- Exercise prompt -
Format the lines of the records below as a JSON list of strings, one string per line, with blank lines left out and the pictures excluded.

***** Records for this task

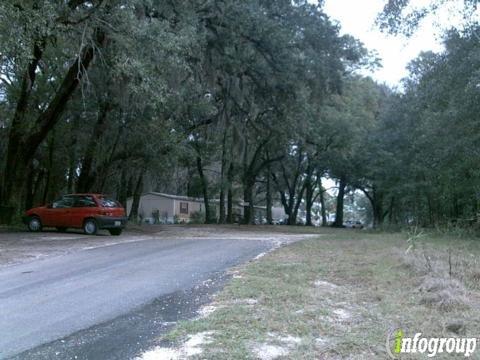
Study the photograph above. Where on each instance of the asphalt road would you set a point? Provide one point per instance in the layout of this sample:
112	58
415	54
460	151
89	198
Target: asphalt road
109	291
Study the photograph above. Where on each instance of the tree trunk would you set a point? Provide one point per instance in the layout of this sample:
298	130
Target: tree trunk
269	198
86	178
248	209
322	201
341	194
21	145
230	194
137	194
122	191
310	190
204	183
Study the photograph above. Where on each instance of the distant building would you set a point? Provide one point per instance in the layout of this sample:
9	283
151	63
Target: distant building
166	208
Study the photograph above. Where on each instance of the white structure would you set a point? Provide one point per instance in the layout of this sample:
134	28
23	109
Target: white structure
167	207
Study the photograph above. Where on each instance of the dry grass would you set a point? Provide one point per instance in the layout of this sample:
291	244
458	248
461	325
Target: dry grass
340	295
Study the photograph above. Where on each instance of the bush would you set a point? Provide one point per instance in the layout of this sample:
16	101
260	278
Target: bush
197	217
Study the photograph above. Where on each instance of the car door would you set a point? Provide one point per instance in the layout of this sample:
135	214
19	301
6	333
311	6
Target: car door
57	213
84	206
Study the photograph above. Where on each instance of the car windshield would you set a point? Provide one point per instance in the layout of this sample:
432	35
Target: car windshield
108	202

**********

- Exercise response -
[
  "Study the photograph above. Where on each instance of the asphalt road would you set a point? Provide one point per instance in the layout of this sample:",
  "112\t58",
  "415\t54",
  "460\t151",
  "89\t198",
  "Target: asphalt road",
  "109\t291",
  "Study the photograph above. Where on each instance of the tree trunk would you set a point? Provide one point per instance in the layout of this sample:",
  "298\t130",
  "Target: tree trunk",
  "269\t198",
  "86\t178",
  "248\t209",
  "322\t201",
  "341\t194",
  "21\t145",
  "230\t194",
  "137\t194",
  "122\t191",
  "310\t190",
  "204\t183",
  "Study the photograph above. Where on each instance of the distant building would you set a point? Provide one point per instance in the layout of this sample:",
  "9\t283",
  "151\t63",
  "Target: distant building",
  "166\t208",
  "Study the photograph above. Where on each instance of the white structure would you set a point? Provide one point per instance in the layout of this sample:",
  "134\t28",
  "23\t109",
  "Target: white structure",
  "167\t207",
  "Study the photograph above. Where on each instance of the dry grass would you set a point? Provide one point per instance in the layout of this sample:",
  "291\t244",
  "458\t248",
  "461\t325",
  "Target: dry grass",
  "340\t295",
  "Study the photograph above. Where on each instance of the bush would you set a point? Provide one point per instance in the layout of this sample:",
  "16\t101",
  "260\t278",
  "Target: bush",
  "197\t217",
  "Study the photograph above. Where on each instance of the car door would you set a point? Provide one point per instance in the layout of this sample:",
  "135\t214",
  "19\t301",
  "6\t333",
  "311\t6",
  "Target: car door",
  "57\t213",
  "84\t206",
  "Study the photograph above. Where on each instance of the car windshield would you set a point? Provide one point per instance in the layout of this sample:",
  "432\t35",
  "Target: car windshield",
  "108\t202"
]